____ DOCUMENT PASSAGE
I was a guest at the meeting. As typically happens, there was a welcome from the leader followed by a prayer. Other people read from scripts: the Twelve Steps followed by the Twelve Traditions. The readings were followed by a speaker sharing his story of recovery from addiction that was attributed to the Twelve Step formula.
I attended the meeting to be of support to a friend who was marking one year of sobriety. I’m glad for him. He’s done a great deal of work on himself and his long time friends can see it. It’s been a great transition.
When someone finds a group or process that helps in personal growth and leads to a better life, I’m generally glad. But with Twelve Step programs, I’m generally cautious. I’m aware that numerous studies have found that the Twelve Step approach to recovery is effective for only 24 to 28% of people who try it. Interestingly, another group of addicts seem to recover on their own. Research suggests that’s about a quarter of all addicts. I’m not saying that those trying to break the cycle of addiction on their own works as well as the Twelve Steps. I think some people find AA and similar programs helpful for them but that other people recover on their own.
________
____ PROVIDED RECORDS
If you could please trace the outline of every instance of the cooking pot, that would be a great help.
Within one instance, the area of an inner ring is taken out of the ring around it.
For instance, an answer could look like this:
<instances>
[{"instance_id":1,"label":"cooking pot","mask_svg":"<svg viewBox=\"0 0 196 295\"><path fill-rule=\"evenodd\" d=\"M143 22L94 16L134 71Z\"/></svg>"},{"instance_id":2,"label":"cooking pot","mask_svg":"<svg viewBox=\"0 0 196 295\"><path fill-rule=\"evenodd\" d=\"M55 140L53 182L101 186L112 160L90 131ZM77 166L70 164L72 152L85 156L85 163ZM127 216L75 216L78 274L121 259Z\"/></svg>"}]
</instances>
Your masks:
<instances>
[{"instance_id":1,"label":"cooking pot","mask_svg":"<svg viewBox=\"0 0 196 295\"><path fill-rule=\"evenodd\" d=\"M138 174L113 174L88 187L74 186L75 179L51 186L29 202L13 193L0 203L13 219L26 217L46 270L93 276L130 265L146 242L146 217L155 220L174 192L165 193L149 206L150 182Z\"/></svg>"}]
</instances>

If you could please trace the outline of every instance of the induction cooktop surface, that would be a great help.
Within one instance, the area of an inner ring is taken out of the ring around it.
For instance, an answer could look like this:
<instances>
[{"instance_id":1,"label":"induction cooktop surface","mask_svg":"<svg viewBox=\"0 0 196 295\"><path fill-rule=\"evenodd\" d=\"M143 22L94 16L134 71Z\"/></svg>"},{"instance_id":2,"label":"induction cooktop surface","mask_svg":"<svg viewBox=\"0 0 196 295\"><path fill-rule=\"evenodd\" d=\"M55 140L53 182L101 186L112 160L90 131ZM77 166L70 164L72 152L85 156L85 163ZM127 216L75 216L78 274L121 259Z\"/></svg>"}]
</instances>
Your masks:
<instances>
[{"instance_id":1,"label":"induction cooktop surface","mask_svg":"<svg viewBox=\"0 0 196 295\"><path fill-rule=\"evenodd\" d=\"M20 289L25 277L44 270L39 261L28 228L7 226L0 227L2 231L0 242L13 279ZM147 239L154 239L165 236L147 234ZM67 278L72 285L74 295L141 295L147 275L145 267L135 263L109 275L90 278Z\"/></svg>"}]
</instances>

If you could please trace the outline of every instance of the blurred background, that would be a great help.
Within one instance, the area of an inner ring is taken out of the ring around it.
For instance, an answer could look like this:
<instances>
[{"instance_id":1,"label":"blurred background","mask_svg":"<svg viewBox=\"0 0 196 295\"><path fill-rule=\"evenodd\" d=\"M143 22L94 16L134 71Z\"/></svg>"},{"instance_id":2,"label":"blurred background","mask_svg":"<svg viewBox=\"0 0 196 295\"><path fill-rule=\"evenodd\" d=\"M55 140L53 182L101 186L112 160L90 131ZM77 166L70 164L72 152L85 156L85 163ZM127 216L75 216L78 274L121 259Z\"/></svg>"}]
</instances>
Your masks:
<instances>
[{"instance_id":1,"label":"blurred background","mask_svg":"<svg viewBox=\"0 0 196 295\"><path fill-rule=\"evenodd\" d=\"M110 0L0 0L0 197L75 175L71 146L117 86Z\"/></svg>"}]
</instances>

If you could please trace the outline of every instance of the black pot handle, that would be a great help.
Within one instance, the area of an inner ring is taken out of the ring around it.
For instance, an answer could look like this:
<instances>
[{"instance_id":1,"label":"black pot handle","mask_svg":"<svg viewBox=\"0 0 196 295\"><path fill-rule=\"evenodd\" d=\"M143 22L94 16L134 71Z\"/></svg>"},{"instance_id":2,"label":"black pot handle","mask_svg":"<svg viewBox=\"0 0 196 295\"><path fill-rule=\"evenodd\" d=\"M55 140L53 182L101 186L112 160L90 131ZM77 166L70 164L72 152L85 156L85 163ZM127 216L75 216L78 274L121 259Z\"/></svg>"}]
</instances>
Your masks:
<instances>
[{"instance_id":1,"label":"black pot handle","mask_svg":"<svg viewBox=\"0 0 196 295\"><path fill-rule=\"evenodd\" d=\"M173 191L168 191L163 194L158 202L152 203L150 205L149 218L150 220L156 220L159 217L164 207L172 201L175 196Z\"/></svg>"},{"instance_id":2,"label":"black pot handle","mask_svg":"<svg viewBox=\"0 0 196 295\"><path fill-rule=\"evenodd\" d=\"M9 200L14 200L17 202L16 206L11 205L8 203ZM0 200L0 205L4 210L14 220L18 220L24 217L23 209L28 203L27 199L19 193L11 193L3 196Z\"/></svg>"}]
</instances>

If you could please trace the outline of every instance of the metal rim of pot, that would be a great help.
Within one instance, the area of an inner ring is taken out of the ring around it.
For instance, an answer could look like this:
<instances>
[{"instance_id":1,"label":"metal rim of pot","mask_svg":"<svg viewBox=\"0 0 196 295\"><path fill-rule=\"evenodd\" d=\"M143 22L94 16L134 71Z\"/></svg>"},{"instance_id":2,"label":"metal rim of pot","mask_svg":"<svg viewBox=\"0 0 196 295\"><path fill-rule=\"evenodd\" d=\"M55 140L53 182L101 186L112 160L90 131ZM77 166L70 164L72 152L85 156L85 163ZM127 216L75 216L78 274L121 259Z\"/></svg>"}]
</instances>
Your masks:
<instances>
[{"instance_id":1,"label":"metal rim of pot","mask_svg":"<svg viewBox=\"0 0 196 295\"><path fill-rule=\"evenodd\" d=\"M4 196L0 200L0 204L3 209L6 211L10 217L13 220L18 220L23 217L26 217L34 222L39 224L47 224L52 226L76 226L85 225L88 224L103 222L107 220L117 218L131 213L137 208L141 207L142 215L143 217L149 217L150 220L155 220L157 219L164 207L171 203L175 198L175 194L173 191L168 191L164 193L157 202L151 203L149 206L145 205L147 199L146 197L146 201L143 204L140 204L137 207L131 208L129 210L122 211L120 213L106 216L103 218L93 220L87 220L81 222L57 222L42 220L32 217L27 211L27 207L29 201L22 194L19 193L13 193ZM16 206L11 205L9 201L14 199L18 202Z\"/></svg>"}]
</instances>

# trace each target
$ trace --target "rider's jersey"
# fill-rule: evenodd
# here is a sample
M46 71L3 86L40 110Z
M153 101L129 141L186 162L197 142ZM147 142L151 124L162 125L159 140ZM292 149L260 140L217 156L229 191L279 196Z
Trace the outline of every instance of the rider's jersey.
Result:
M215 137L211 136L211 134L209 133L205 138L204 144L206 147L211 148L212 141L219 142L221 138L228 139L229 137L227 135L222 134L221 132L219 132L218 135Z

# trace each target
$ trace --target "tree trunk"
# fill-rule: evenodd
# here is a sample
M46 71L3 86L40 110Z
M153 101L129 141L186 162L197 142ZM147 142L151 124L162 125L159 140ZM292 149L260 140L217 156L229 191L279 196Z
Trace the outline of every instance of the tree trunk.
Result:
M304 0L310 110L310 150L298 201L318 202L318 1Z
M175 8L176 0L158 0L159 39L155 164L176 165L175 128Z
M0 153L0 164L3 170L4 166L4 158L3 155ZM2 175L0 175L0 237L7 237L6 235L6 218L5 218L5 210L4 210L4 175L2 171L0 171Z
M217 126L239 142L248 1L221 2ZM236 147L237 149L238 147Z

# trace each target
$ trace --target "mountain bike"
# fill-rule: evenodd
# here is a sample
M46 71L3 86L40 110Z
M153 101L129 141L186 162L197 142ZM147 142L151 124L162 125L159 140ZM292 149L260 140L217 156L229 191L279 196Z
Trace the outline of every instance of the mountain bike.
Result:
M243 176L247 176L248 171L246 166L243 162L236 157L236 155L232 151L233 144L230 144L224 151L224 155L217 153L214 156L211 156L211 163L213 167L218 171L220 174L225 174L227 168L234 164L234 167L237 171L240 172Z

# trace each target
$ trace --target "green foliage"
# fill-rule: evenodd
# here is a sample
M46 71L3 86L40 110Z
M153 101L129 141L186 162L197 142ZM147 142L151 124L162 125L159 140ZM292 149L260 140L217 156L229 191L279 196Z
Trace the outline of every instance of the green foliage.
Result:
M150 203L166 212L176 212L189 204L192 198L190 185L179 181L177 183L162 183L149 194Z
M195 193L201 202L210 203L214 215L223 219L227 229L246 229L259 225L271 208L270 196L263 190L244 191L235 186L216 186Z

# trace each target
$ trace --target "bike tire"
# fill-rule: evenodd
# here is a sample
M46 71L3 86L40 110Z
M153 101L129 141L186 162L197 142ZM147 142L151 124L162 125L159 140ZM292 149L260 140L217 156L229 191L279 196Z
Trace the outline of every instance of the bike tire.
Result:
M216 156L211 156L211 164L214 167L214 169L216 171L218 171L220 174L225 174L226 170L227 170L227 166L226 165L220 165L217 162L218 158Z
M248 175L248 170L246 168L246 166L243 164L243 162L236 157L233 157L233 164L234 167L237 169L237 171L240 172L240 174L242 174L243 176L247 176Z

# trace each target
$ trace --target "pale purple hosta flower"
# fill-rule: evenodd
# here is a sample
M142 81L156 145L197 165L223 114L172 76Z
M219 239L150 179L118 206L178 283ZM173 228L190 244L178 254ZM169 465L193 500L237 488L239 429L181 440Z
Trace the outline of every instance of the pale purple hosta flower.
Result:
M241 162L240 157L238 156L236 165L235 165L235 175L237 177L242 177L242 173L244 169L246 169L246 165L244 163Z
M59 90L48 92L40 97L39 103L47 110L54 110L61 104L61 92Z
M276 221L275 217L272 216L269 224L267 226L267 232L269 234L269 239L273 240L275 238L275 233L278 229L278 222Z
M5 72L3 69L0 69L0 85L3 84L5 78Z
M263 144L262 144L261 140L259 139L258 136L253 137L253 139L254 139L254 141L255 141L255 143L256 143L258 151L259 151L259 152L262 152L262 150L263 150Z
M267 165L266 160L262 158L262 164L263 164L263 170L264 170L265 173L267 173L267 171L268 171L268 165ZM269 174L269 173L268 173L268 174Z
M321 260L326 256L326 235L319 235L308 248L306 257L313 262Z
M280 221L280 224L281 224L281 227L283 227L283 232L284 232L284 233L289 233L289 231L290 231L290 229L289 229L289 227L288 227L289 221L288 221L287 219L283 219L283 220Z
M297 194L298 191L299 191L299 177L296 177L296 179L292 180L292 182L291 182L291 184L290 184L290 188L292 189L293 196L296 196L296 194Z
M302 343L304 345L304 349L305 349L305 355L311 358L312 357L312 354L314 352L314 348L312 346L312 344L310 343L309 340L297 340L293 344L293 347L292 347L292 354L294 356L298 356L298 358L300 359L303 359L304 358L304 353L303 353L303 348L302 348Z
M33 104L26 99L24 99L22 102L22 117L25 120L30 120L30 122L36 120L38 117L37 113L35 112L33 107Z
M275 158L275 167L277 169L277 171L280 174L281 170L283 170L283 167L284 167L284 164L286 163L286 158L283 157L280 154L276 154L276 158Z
________
**EXPLORE THE MATERIAL:**
A) Answer these questions about the Twelve Step meeting text, one per line, marked (i), (ii), (iii):
(i) What was read aloud after the prayer?
(ii) What milestone was the friend marking?
(iii) According to the studies mentioned, for what share of people who try it is the Twelve Step approach effective?
B) Continue the Twelve Step meeting text from its last sentence.
The listing has nothing to do with what is asked here.

**SET OF ANSWERS:**
A)
(i) The Twelve Steps, followed by the Twelve Traditions.
(ii) One year of sobriety.
(iii) 24 to 28%.

B)
Despite its claim to be a spiritual program, the Twelve Steps follow a pattern found in a particular form of Christianity. Reformed Christianity, articulated by John Calvin, and evident in today’s Evangelical Christianity, teaches that on our own, our lives are a mess. (Calvin described it as “depravity.”) In this theological perspective, it’s only by belief in Jesus as a personal Savior that one can find salvation from life’s depravity. This tenet of Reformed Christianity finds a parallel in Steps 1 and 2 of Alcoholics Anonymous: “We admitted we were powerless over alcohol—that our lives had become unmanageable. We came to believe that a power greater than ourselves could restore us to sanity.” Because of this, I do understand what makes some people uncomfortable with the Twelve Steps. It’s a real stumbling block for some, which leads them to decide that Twelve Step programs are not for them.
There’s also something about the repeated statements among Twelve Step adherents that the program only works if a person works it. That could be viewed as a recipe for inspiring guilt when someone relapses into addictive patterns.
Acknowledging those criticisms that I take very seriously, I think that Twelve Step programs can be very significant for people. Further, the criticisms also lead to the consideration of possible strengths in the program.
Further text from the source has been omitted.